GIVEN TEXT =
-------
11.2 Probit and Logit Regression

This book is in Open Review. We want your feedback to make the book better for you and other students. You may annotate some text by selecting it with the cursor and then click "Annotate" in the pop-up menu. You can also see the annotations of others: click the arrow in the upper right hand corner of the page

The linear probability model has a major flaw: it assumes the conditional probability function to be linear. This does not restrict \(P(Y=1\vert X_1,\dots,X_k)\) to lie between \(0\) and \(1\). We can easily see this in our reproduction of Figure 11.1 of the book: for \(P/I \ ratio \geq 1.75\), (11.2) predicts the probability of a mortgage application denial to be bigger than \(1\). For applications with \(P/I \ ratio\) close to \(0\), the predicted probability of denial is even negative so that the model has no meaningful interpretation here.

This circumstance calls for an approach that uses a nonlinear function to model the conditional probability function of a binary dependent variable. Commonly used methods are Probit and Logit regression.
-------
INFORMATION PROVIDED =
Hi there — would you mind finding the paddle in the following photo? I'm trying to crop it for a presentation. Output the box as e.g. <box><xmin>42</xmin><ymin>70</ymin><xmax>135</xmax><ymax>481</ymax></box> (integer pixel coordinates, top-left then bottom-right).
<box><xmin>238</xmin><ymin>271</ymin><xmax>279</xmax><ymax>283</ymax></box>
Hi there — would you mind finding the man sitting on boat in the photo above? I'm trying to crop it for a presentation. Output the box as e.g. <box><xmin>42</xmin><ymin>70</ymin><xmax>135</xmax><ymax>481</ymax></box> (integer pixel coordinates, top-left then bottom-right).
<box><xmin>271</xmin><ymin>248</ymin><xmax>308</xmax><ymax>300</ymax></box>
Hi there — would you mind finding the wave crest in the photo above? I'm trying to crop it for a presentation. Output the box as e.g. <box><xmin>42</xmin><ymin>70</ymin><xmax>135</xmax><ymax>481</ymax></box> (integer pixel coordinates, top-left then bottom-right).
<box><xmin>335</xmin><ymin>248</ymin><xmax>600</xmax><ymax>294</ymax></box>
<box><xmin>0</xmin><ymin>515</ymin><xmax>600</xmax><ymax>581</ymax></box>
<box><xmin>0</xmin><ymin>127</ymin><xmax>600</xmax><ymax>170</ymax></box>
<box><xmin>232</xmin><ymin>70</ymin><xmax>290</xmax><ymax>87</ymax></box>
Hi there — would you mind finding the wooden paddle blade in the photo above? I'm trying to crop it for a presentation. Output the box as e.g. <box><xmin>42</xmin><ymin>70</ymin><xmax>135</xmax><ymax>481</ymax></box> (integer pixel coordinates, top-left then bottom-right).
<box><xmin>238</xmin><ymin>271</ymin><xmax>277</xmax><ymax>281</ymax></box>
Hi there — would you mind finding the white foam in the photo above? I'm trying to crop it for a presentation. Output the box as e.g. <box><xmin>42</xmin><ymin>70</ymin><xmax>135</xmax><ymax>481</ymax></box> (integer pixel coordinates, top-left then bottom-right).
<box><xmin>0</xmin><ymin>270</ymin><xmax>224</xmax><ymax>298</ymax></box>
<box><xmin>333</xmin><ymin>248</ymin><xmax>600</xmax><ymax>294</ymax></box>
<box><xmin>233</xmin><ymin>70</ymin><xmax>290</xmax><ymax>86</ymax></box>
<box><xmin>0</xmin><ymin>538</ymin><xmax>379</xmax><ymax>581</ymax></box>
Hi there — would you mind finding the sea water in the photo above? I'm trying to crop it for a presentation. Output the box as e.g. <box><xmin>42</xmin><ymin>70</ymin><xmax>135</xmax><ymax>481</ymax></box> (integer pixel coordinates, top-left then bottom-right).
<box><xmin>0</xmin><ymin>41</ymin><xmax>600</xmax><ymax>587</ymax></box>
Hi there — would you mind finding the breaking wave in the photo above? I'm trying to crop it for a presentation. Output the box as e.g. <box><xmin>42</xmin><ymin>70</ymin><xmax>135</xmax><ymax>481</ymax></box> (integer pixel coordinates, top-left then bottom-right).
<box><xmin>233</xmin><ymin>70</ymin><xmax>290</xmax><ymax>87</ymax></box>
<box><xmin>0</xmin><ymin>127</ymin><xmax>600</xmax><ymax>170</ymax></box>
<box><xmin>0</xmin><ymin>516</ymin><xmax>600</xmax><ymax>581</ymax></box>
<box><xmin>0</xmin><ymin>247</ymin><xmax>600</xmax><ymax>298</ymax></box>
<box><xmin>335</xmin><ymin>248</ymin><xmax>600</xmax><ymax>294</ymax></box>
-------
DO THIS = Quote the probit and logit regression passage from "This circumstance calls" to "and Logit regression.", inclusive.

FINAL RESULT =
This circumstance calls for an approach that uses a nonlinear function to model the conditional probability function of a binary dependent variable. Commonly used methods are Probit and Logit regression.